◆ Extrait du texte ◆

---

La réunion du parti qui s’est tenue dans les premiers jours de septembre pour discuter de la question du travail antireligieux, a accordé une particulière attention au fait que « les cléricaux s’attachent de plus en plus à « prolétariser » leurs rangs en attirant dans les conseils des églises des travailleurs. Ainsi, il y a 6 ouvriers au conseil de la communauté de la Trinité Saint Serge. Le président du conseil d’église sur la voie ferrée de Riazan-Oural est un ouvrier etc. » (18).

Dans le district de Kinechem un prêtre « pour déguiser son activité d’agitateur, s’est fait journalier. Et voilà que ce « journalier » rassemble, de temps à autre, les pauvres et les paysans moyens et fait de l’agitation chez eux… » Finalement « ce contre-révolutionnaire en soutane a attiré de son côté une masse importante de paysans (paysans moyens et pauvres) » (19). « Les religieux » dans beaucoup d’endroits ont une grande influence sur les ouvriers. L’athée au travail (20) remarque que « des artels entières, pour des considérations religieuses, ne travaillent pas les jours de fête ».

Cette influence s’étend même aux membres du parti communiste et du komsomol. L’Athée au travail se plaint de ce que « chez une partie des travailleurs on observe des hésitations et des flottements, allant souvent jusqu’à des attitudes de compromis dans la lutte contre la religion » (21). A l’usine de verre de Micheron (région de Moscou), dans beaucoup d’appartements non seulement d’ouvriers, mais « même de membres du parti, de komsomols on suspend des icônes ». « On observe ponctuellement les fêtes religieuses » (22). La même revue raconte que dans une localité du territoire de Nijni-Novgorod « des prêtres ont tourné la tête à un membre du parti. » Ce qui est fâcheux, ajoute L’Athée, ce n’est pas que de nos rangs il y ait quelqu’un qui déraille, mais ce qui est fâcheux, c’est que des petits prêtres aient pu vaincre, qu’ils essayent par la ruse d’affaiblir nos rangs, et que nous ne répondions pas en résistant comme il convient ».

---

◆ Consigne ◆
D'après l'extrait sur la lutte antireligieuse, pourquoi le prêtre du district de Kinechem s'est-il fait journalier ? Répondez en une à trois phrases. Les items qui suivent proviennent d'une autre source.

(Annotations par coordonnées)
---

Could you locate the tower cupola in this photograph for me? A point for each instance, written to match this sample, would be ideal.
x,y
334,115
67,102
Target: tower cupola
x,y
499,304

---

◆ Réponse ◆
Le prêtre du district de Kinechem s'est fait journalier pour déguiser son activité d'agitateur. Sous cette apparence, il rassemblait de temps à autre les pauvres et les paysans moyens pour faire de l'agitation chez eux.